Provided records —
--

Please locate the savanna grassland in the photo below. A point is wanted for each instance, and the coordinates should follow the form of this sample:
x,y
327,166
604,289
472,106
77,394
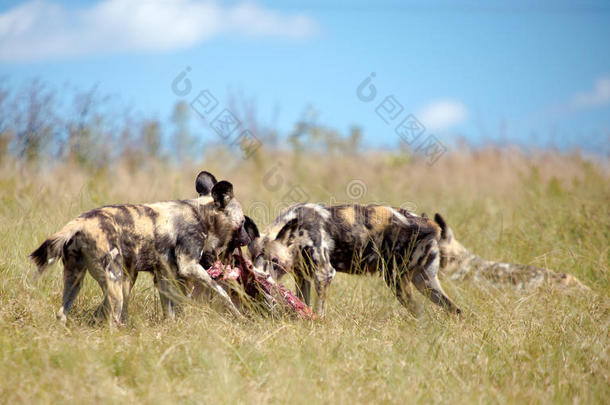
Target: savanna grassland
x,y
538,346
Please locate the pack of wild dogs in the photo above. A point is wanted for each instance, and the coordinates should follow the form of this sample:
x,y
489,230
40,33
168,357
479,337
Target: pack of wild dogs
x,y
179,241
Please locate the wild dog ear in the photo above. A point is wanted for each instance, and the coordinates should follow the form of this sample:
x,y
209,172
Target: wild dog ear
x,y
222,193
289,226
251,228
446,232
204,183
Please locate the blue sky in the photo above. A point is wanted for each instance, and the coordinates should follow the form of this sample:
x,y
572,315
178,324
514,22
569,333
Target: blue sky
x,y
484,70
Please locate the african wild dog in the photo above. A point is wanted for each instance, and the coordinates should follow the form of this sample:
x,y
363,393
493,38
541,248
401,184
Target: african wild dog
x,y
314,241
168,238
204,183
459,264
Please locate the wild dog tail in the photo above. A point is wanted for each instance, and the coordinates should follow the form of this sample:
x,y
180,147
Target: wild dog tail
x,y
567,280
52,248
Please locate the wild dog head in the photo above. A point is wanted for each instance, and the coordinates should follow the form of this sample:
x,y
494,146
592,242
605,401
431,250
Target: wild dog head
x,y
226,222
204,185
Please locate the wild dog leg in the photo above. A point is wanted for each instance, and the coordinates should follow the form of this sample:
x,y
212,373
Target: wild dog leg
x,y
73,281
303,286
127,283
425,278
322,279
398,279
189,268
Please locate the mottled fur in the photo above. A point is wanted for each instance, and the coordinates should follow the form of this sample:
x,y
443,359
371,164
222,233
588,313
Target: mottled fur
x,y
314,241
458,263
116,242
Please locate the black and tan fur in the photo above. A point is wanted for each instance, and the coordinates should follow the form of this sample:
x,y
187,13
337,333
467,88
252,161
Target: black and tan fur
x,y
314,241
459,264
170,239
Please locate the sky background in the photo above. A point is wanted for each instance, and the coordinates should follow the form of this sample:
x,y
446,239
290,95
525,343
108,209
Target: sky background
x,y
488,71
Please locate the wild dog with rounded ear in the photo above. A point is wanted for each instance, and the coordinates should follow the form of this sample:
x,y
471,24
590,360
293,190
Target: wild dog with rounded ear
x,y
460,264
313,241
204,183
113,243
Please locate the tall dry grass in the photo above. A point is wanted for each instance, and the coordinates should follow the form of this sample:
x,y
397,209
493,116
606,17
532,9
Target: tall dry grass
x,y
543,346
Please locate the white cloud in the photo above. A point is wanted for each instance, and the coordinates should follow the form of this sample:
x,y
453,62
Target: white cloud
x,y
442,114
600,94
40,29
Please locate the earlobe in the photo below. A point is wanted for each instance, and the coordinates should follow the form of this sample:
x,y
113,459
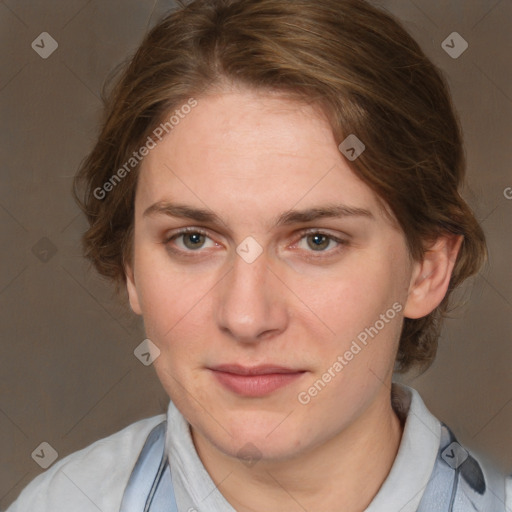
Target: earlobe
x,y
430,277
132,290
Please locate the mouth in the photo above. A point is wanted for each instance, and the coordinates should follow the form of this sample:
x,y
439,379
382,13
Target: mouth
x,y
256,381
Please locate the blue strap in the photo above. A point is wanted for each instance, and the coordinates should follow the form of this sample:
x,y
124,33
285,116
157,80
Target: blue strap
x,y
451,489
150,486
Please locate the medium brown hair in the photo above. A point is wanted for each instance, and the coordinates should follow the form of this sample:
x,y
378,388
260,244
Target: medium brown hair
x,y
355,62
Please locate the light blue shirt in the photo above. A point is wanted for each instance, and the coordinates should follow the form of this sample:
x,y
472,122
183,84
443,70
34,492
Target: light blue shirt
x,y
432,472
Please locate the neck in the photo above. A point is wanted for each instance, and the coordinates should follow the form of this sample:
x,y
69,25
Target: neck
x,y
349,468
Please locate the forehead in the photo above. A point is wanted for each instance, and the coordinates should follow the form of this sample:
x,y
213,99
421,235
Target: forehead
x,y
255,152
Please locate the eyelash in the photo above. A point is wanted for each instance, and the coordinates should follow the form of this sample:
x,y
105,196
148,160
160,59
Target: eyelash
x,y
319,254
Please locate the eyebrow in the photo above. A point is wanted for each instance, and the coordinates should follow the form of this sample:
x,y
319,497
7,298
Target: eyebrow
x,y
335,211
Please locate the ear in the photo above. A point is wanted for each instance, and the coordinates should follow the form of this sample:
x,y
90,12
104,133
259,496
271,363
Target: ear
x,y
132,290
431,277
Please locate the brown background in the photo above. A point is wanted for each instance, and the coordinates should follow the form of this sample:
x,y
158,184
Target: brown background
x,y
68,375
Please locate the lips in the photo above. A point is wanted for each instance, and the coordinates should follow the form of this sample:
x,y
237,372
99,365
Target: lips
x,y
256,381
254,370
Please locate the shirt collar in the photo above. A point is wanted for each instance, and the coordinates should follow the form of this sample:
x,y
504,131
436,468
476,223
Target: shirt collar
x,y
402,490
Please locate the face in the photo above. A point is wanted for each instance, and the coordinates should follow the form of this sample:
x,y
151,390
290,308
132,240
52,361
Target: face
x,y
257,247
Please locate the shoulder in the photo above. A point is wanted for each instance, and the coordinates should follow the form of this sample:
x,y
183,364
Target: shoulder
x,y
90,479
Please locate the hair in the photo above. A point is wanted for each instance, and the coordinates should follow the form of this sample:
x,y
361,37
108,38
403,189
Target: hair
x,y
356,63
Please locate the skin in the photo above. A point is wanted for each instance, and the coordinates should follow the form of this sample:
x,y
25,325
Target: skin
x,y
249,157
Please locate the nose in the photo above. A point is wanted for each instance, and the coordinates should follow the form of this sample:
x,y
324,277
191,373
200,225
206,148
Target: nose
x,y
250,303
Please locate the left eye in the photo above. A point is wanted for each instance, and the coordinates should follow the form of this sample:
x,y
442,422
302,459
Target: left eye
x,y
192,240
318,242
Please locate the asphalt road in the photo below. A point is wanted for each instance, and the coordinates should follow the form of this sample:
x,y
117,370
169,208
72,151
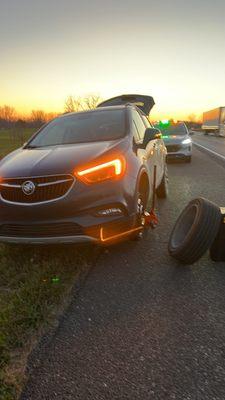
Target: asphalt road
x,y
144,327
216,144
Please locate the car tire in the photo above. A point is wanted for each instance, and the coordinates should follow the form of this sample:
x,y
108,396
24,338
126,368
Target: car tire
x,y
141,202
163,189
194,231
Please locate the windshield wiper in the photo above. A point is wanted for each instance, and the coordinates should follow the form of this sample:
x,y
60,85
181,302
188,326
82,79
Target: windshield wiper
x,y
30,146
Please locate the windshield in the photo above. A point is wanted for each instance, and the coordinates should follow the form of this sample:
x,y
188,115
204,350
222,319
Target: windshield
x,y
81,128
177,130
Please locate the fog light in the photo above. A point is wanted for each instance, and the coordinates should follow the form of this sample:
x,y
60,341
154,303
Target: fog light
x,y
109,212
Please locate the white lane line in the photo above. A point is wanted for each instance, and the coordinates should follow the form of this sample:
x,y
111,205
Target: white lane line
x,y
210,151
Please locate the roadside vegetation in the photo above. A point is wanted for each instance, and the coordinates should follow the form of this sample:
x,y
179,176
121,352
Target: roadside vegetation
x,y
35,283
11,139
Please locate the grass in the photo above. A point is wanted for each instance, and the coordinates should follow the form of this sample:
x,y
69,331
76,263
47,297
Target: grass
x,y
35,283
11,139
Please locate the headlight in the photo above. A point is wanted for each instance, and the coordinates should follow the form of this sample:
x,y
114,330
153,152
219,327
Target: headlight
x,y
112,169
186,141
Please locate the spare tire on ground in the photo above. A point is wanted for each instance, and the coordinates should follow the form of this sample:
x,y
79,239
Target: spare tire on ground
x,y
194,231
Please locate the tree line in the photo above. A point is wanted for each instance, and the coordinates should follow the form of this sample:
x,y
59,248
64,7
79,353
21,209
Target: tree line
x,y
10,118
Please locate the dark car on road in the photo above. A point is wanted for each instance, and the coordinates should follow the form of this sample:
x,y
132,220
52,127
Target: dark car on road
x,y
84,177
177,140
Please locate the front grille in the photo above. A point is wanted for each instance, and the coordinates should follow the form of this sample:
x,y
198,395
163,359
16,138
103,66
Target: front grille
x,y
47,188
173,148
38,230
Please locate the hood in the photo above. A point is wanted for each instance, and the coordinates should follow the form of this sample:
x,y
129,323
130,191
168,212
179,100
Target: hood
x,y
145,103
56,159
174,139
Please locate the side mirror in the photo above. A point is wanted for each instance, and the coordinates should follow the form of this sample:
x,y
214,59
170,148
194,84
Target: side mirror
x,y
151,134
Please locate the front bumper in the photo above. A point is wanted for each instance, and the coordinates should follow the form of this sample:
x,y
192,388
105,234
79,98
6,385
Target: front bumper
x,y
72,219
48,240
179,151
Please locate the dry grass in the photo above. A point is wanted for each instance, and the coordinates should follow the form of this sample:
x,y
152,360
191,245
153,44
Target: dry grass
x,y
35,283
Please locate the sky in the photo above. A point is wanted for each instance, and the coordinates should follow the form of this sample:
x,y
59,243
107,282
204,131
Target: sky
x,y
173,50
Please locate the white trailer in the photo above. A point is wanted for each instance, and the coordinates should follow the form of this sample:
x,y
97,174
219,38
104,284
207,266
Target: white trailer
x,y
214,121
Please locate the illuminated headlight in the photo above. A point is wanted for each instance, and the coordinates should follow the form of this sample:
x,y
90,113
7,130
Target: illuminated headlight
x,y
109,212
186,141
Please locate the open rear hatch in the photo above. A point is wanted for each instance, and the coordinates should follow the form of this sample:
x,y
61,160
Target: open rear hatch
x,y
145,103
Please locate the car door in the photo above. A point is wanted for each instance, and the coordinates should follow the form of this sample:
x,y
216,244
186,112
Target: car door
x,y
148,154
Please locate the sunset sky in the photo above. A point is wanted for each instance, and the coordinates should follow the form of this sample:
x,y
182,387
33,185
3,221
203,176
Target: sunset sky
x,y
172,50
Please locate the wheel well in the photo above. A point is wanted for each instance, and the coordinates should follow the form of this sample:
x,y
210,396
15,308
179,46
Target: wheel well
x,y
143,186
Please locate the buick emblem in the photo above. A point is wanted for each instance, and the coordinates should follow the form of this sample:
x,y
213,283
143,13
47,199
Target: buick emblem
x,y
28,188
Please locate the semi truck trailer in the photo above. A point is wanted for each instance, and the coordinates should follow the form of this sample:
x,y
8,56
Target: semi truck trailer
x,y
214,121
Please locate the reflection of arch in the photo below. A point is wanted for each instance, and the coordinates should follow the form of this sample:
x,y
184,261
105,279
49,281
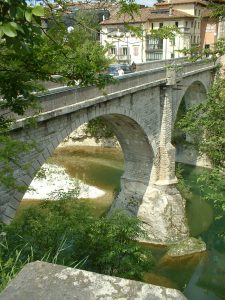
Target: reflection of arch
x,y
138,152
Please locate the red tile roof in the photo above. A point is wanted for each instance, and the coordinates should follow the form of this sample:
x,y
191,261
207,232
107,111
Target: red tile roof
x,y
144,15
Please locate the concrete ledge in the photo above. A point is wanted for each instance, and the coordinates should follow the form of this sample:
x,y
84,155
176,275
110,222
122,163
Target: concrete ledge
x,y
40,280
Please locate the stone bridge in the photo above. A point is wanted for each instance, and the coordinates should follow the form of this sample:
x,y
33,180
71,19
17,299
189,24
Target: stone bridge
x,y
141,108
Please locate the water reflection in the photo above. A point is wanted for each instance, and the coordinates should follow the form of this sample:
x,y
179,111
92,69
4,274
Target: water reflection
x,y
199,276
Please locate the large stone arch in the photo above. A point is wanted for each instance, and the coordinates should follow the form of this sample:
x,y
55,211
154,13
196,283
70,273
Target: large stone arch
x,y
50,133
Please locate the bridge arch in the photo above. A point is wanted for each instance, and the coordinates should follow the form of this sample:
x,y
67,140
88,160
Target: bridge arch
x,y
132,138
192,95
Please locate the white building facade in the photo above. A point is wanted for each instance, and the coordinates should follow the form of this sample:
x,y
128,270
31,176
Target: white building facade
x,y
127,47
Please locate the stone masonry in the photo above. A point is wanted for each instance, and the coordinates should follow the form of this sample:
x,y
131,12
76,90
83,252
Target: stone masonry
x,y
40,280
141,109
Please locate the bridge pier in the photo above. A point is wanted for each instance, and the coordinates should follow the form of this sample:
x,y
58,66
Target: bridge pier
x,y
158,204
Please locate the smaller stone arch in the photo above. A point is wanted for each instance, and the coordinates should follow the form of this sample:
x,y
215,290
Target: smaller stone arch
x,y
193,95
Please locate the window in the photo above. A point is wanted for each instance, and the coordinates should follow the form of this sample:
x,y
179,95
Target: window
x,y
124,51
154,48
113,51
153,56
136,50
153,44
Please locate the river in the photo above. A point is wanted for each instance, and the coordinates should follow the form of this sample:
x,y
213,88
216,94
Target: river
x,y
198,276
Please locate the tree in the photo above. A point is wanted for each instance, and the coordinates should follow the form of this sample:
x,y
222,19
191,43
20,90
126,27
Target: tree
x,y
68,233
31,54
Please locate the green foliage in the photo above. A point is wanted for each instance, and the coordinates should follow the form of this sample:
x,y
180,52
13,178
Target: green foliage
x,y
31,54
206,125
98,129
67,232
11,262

--

Every line above that holds "below" should be copied out.

Please locate the savanna grassland in the photo below. A point is wanted for each instance, and the coordinates should follow the form of this sample:
Please locate the earlobe in the photo below. A point is wanted for each instance, and the coordinates should follow the form of this sample:
Please locate the asphalt road in the photo below. A point is wanted for each instance, and the coordinates should follow the form of this sample:
Please locate the reflection of arch in the photo below. A point is wanted for each instance, and the coordinates should follow the form of this sample:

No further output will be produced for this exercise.